RECORDS SUPPLIED:
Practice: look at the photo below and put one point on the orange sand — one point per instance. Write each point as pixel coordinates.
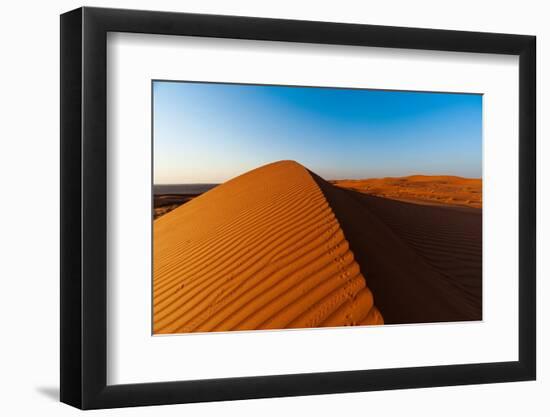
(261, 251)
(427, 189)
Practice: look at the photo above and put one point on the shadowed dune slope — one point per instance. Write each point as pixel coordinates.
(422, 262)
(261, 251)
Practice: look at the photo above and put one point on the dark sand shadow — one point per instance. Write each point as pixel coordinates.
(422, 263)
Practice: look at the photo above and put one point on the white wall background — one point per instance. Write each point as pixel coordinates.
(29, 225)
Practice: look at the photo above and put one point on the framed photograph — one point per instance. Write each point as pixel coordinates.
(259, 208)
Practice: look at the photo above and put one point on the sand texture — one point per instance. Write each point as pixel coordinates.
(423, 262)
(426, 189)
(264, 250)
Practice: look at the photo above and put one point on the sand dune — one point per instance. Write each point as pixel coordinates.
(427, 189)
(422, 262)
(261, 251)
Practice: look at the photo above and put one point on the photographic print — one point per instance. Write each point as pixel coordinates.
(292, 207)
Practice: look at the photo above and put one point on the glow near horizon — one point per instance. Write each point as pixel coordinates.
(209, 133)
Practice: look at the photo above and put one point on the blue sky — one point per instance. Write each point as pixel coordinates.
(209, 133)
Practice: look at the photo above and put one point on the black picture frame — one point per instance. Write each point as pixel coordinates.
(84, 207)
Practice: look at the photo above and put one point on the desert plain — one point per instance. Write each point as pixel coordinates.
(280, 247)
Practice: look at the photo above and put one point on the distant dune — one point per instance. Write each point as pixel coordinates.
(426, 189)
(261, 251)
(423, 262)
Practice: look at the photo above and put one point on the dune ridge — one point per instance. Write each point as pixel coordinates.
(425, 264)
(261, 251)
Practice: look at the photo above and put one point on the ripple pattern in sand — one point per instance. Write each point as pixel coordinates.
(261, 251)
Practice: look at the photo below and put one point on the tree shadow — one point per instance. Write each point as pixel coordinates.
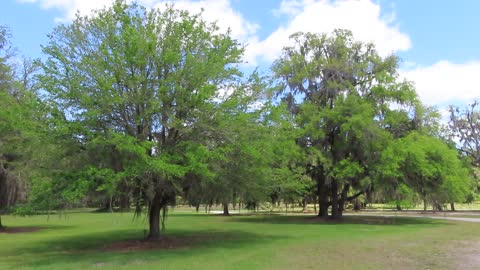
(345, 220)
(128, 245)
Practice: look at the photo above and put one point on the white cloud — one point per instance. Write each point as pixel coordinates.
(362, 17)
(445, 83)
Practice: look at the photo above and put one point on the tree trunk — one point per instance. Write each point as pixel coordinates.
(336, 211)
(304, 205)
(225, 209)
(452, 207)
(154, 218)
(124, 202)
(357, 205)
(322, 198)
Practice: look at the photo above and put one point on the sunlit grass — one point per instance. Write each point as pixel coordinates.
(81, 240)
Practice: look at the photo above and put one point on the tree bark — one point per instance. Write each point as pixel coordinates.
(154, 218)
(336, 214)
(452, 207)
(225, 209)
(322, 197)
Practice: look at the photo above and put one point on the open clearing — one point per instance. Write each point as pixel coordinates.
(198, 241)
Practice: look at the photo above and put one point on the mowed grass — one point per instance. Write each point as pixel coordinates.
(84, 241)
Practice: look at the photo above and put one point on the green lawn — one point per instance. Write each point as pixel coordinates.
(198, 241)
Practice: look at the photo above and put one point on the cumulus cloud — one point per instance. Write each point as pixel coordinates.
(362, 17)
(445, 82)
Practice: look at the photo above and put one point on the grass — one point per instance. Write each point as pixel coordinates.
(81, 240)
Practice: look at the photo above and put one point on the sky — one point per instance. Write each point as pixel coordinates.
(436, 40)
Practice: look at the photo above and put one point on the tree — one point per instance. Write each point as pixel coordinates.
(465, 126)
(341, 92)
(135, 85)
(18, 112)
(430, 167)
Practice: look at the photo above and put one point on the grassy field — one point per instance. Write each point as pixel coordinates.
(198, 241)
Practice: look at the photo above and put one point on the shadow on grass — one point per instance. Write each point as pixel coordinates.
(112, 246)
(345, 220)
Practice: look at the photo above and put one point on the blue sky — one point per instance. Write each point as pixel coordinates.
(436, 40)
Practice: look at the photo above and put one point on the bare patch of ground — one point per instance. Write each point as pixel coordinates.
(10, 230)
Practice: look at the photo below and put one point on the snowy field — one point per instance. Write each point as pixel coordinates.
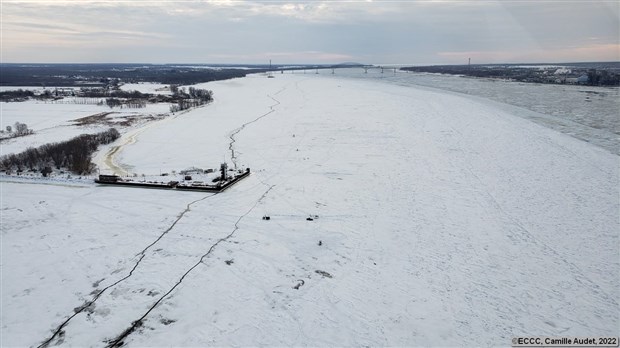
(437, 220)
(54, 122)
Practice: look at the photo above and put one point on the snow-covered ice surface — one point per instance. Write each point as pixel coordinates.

TASK PROMPT:
All of the data must be set down exactly, with no pictures included.

SOLUTION TO THIS EXERCISE:
Practice: look at the photo below and put one point on the orange sand — one point per instance. Write each point as pixel coordinates.
(261, 251)
(427, 189)
Practice: look at the photo above and put one point on the shadowed dune slope — one point per instance. Write each point as pixel coordinates.
(422, 262)
(261, 251)
Practice: look at the photo above and put one point on the dark sand shadow — one point per instance. Write each point as pixel coordinates.
(422, 263)
Practice: look at the photo above and put one point on the white wall background — one point per instance. Write each point as pixel coordinates.
(29, 225)
Practice: look at the photo above and put one point on the framed photograph — one point per instance. Write each point as pixel coordinates.
(259, 208)
Practice: look at the photo above and put one point on the sand texture — one point per instance. Write each point as pixel coordinates.
(423, 262)
(426, 189)
(264, 250)
Practice: look at the photo above and put one point on the sand dune — one point per instance. Write each point as pixel coordinates.
(427, 189)
(422, 262)
(261, 251)
Practice: look at the photo above and put one point on the photographic print — one point per instance. Write each point as pixel coordinates.
(292, 207)
Practice: look at the photo above and put one point on the glow near horizon — one point per instance. Write each point as pixel coordinates.
(209, 133)
Practice: look at the photo above and put one point on the blue sky — one point per instance. Write each point as pixel coordinates.
(209, 133)
Practice: look at the photo above and put one point on the black picture frame — one point per instance. Write each point as pixel coordinates.
(84, 207)
Practice: look at the photo above and put one point on the desert plain — one point per instance. Write each point as pixel coordinates.
(280, 247)
Practice: look at the photo above and put one point on the distant dune — one point per instance. Write each point as pixel coordinates.
(426, 189)
(261, 251)
(423, 262)
Practice: look at the photo above and put one point on the dune ridge — one point per instance. Write each point as pixel coordinates.
(425, 264)
(261, 251)
Practice: look at the photo above and put one point on the ripple pattern in sand — one point per instance. Write each point as pixel coordinates.
(261, 251)
Practice: look at the photo below and put one point on the tree shadow — one point per instance. Write each point as pixel coordinates.
(345, 220)
(128, 245)
Practice: look at the photo above and put one point on the white cloud — one point per instance. Write each point as pixel coordinates.
(362, 17)
(445, 83)
Practice: look at the photo above and put one point on the tree trunk — one point per instance. Write each point as pixel coordinates.
(336, 211)
(304, 205)
(225, 209)
(452, 207)
(154, 218)
(124, 202)
(357, 205)
(322, 198)
Practice: look at the photo above and put one point on the sunlit grass — one point per instance. Write each point as pixel coordinates.
(81, 240)
Practice: look at the photo above and put one point on the tree bark — one point per instance. Write each point as pixel coordinates.
(154, 218)
(336, 214)
(452, 207)
(225, 209)
(322, 197)
Practice: look at the photo above and put one point on the open clearing — one point per instance. Write each point as pixel coordinates.
(198, 241)
Practice: look at the photo above and put one point on the mowed grass — one point per instance. Write each point as pixel coordinates.
(84, 241)
Practice: look at the photo above and put one point on the green lawn — one point per instance. Write each point as pixel coordinates.
(198, 241)
Practice: look at the photo above and put one point on the cumulus cloud — one point per instance. Write each point as pixel coordinates.
(362, 17)
(445, 82)
Practice: look at the photo above and put one point on the grass — one point per instance. Write each point as pixel coordinates.
(81, 240)
Practice: look at the photo above and put one point on the sky — one point per instance. Write each point as pixel coordinates.
(436, 40)
Practice: look at the photo above and put one point on the tree — one point per instance. Write each point as pixel coordinates.
(465, 126)
(341, 92)
(135, 85)
(18, 112)
(430, 167)
Practice: look at the photo above and put one point on the grassy field — one point per instance. Write each point as pixel coordinates.
(198, 241)
Practice: look at the photo above and put one point on the shadow on grass — one point per instance. Write each point as pixel coordinates.
(112, 246)
(345, 220)
Practice: look at the photo above and put one point on the blue sky — one point per instance. Write each point as pixel coordinates.
(436, 40)
Practice: look at the photo above and put one point on the bare patch of ground — one point per instance. Write each point as pixel coordinates.
(10, 230)
Practice: look at the photo below and put one point on the snowy field — one point per instance. Write each point as pixel coordinates.
(437, 220)
(54, 122)
Practice: look at the photo above and put one point on the snow-covered ice surface — one point per instance. Write each point as pixel coordinates.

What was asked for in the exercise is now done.